- Exercise instructions
Find every line in the records below that holds the word "building", and copy each one.

Saved entries

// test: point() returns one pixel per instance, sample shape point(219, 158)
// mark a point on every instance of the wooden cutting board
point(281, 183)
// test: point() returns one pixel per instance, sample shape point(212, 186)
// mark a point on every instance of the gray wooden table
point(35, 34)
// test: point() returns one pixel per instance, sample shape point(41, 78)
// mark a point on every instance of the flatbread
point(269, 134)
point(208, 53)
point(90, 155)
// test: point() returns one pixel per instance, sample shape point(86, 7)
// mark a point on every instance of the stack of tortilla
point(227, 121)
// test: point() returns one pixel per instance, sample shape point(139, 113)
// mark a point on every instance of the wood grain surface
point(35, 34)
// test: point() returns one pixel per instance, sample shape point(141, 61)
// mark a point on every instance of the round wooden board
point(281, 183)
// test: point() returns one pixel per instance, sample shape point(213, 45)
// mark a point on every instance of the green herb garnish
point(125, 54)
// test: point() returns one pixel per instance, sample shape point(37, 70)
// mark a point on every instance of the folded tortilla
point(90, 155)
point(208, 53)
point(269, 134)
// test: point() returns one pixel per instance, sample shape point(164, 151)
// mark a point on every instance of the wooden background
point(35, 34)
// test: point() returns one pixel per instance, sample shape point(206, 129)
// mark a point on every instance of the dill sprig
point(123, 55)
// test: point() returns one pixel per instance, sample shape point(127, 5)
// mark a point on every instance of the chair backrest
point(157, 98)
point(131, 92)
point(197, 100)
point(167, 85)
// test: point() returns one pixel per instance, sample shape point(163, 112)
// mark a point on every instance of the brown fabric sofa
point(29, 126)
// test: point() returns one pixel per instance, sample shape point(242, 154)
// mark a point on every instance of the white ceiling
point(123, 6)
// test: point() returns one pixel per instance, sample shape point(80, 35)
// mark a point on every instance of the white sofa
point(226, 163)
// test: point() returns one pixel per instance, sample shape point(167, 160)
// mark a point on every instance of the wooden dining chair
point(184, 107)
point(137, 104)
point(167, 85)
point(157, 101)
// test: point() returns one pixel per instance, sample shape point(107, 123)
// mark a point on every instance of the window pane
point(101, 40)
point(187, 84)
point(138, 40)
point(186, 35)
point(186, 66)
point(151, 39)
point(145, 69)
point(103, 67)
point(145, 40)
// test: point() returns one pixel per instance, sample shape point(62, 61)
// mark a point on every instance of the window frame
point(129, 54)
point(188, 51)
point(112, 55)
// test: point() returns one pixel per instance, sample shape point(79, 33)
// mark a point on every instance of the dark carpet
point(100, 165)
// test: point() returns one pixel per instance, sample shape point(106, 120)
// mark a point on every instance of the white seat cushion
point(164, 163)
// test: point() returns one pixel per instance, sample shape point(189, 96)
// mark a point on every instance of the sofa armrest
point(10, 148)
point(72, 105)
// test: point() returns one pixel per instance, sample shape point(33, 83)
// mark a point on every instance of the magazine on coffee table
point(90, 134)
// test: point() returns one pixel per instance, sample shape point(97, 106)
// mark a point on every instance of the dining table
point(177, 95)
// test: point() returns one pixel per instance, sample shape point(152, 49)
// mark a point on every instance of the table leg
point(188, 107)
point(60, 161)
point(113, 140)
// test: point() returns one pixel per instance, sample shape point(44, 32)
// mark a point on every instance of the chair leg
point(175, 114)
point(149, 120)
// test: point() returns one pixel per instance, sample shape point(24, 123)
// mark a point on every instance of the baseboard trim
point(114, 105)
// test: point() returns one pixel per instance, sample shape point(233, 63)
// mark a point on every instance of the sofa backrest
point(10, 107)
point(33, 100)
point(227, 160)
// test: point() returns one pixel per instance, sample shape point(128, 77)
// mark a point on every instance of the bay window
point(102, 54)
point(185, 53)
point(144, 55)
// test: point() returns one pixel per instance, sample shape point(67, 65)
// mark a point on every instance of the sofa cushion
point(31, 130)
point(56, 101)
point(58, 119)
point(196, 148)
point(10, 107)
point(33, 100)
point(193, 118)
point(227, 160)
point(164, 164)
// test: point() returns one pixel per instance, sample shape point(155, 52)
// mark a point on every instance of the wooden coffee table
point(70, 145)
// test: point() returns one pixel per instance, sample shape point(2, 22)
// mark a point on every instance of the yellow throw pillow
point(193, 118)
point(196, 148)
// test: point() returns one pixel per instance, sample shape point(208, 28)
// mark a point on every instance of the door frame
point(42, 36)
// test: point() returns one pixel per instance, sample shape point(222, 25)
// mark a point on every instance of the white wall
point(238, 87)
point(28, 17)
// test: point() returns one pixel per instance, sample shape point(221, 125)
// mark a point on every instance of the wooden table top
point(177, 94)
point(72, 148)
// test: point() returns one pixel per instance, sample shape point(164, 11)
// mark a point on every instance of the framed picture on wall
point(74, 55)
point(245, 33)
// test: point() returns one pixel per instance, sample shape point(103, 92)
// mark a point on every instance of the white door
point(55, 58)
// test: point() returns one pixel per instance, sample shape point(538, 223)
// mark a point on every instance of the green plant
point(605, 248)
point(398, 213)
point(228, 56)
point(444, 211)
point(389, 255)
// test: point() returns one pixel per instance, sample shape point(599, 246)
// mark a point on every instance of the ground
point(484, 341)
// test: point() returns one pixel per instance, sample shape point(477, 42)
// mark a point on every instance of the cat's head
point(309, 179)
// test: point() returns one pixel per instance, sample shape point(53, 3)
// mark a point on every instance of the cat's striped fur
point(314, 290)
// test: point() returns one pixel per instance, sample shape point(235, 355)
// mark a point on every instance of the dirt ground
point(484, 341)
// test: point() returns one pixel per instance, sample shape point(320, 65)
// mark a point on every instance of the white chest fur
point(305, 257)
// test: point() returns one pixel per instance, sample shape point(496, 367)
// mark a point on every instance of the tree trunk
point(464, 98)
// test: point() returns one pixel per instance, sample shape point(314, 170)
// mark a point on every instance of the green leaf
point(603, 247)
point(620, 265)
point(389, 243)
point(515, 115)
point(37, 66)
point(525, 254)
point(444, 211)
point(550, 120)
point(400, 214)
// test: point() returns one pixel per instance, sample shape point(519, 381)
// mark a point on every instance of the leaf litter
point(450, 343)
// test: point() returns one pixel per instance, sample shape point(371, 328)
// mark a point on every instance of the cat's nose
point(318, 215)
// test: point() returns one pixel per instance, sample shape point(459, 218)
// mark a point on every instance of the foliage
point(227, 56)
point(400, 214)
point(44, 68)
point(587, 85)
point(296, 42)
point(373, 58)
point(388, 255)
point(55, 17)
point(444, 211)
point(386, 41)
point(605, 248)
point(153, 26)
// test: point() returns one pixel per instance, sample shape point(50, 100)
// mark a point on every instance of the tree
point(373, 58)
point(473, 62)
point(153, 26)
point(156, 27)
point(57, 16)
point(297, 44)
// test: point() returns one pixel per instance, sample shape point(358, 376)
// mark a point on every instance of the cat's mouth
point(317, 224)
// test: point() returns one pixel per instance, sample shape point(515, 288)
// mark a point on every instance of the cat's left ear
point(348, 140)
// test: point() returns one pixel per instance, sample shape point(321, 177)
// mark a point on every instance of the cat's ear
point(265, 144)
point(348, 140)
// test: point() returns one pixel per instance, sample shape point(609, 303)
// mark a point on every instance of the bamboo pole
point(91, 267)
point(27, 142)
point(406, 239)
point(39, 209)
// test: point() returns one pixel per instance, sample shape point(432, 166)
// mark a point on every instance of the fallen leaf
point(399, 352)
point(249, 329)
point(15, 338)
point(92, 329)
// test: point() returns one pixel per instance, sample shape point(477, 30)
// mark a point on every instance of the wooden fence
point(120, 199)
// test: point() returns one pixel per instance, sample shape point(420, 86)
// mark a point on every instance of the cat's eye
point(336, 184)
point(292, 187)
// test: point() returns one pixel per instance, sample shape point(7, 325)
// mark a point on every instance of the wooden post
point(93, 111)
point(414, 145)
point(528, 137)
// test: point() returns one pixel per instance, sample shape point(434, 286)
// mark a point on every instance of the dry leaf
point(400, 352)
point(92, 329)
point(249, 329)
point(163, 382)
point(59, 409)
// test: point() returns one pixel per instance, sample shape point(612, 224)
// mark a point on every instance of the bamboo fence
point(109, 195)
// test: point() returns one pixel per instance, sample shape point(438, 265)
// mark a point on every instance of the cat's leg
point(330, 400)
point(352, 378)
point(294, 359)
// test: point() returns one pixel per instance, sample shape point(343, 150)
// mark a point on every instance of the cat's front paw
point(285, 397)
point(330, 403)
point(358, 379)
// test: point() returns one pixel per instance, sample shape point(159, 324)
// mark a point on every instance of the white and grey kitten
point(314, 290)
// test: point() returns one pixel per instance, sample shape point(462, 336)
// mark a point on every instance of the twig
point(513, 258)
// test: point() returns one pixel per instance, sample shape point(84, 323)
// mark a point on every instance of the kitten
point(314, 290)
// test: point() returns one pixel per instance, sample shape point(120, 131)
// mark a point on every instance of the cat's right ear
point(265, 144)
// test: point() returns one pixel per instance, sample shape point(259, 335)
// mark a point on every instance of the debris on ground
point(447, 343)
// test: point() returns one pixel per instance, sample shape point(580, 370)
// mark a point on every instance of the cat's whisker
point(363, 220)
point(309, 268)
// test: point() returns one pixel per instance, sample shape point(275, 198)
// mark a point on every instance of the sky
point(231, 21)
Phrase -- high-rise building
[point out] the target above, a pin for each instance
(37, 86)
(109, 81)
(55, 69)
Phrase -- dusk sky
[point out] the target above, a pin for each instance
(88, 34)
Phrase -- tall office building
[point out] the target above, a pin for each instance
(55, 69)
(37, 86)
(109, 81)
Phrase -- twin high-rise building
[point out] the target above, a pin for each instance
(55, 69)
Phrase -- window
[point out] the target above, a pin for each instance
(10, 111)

- Solution
Phrase -- high-rise building
Phrase -- tall office building
Phrase -- twin high-rise building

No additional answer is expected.